## Seçilen Metin
>>>

Sayfalar

19 Ocak 2013 Cumartesi

FARKLI İNSANLAR


Kamera; Güven   Ganoslar Kamp Zamanı

Sevdiğim iki insan; iki güzellik; Latife Hanım ve Aziz Bey

FARKLI İNSANLAR

  Beş milyar yaşındaki dünyanın yedi milyar insan topluluğuyla, saatte 110 km hız yapan dünyanın büyük yolculuğu devam etmekte. Ne büyük, ne muhteşem bir şey, böyle hızlı bir dünyanın içinde ve sırlarla dolu bir evrende yol almak…

  Yolculuğun içinde, yaşam dolu bu gezegende en önemli canlı insandır. Hiçbir canlı dünyanın gidişatını, doğal yaşamı böylesine etkilememiş ve etkileme kudretinde değildir. Kaderin başkaldırıcı-lığını ve büyük zarafetin boyun eğişini, büyük insani hareketleri ve muhteşem katliamları, hepsini insanın yüksek bünyesinde görüyoruz.

<<<

## Kaynak Malzeme
>>>

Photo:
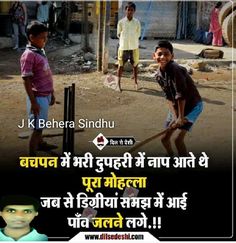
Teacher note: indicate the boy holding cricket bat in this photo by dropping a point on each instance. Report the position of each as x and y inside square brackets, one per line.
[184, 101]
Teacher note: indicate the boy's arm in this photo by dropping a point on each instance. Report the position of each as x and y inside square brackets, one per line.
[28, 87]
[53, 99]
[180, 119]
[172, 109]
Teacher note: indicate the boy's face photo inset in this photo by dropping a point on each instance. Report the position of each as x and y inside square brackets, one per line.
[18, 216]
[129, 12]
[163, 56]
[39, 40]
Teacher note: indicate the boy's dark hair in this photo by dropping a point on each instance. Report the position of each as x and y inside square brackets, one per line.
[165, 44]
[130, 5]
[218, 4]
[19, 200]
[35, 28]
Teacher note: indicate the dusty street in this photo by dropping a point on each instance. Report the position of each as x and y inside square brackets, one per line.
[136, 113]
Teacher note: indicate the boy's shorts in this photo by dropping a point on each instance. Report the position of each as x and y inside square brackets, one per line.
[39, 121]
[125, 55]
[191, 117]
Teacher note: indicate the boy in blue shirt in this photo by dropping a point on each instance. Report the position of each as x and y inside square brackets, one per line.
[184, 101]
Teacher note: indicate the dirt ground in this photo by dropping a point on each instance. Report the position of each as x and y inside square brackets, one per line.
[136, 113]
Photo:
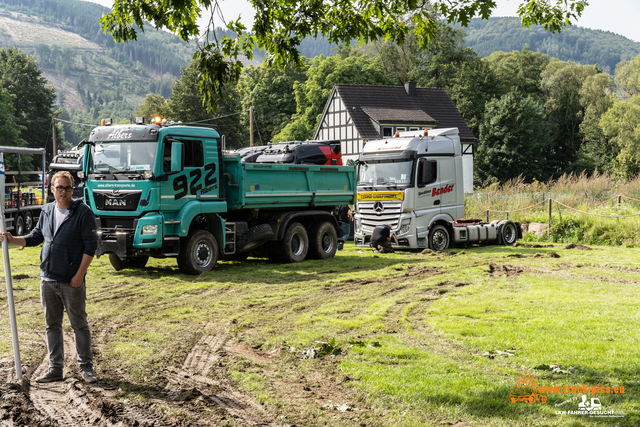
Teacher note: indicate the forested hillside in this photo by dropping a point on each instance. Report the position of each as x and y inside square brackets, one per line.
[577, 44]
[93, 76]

<<<
>>>

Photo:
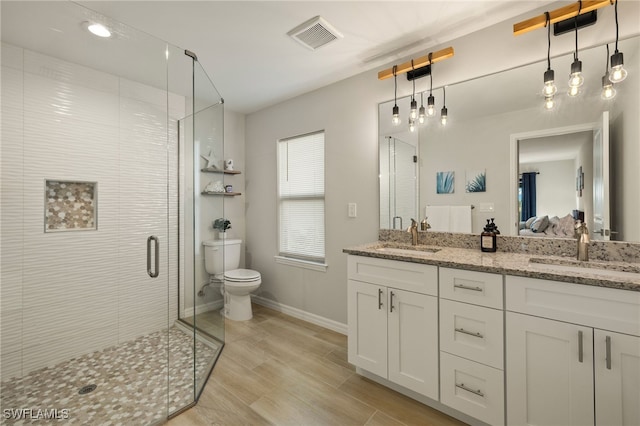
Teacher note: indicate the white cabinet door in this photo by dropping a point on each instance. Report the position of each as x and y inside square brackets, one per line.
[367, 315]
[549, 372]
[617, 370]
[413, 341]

<<<

## Verilen Görev 1
Aşağıdaki ifadeler seçilen metinle uyuşuyor mu? Her biri için evet ya da hayır deyin ve karara dayanak olan sözcükleri metinden aynen alıntılayın.
(a) Hiçbir canlı, doğal yaşamı insan kadar etkilememiştir.
(b) İnsan, yalnızca büyük insani hareketlerde görülür.
(c) Gezegendeki en önemli canlı insandır.
## Verilen Görev 2
Kayıtlarda "line" dizesini içeren kaç satır var? Yalnızca sayıyı yazın.
Seçilen metin ile kayıtlar farklı kaynaklardan alınmıştır.

## Doğru Yanıt 1
(a) Evet: "Hiçbir canlı dünyanın gidişatını, doğal yaşamı böylesine etkilememiş ve etkileme kudretinde değildir."
(b) Hayır: "büyük insani hareketleri ve muhteşem katliamları, hepsini insanın yüksek bünyesinde görüyoruz."
(c) Evet: "yaşam dolu bu gezegende en önemli canlı insandır."

## Doğru Yanıt 2
10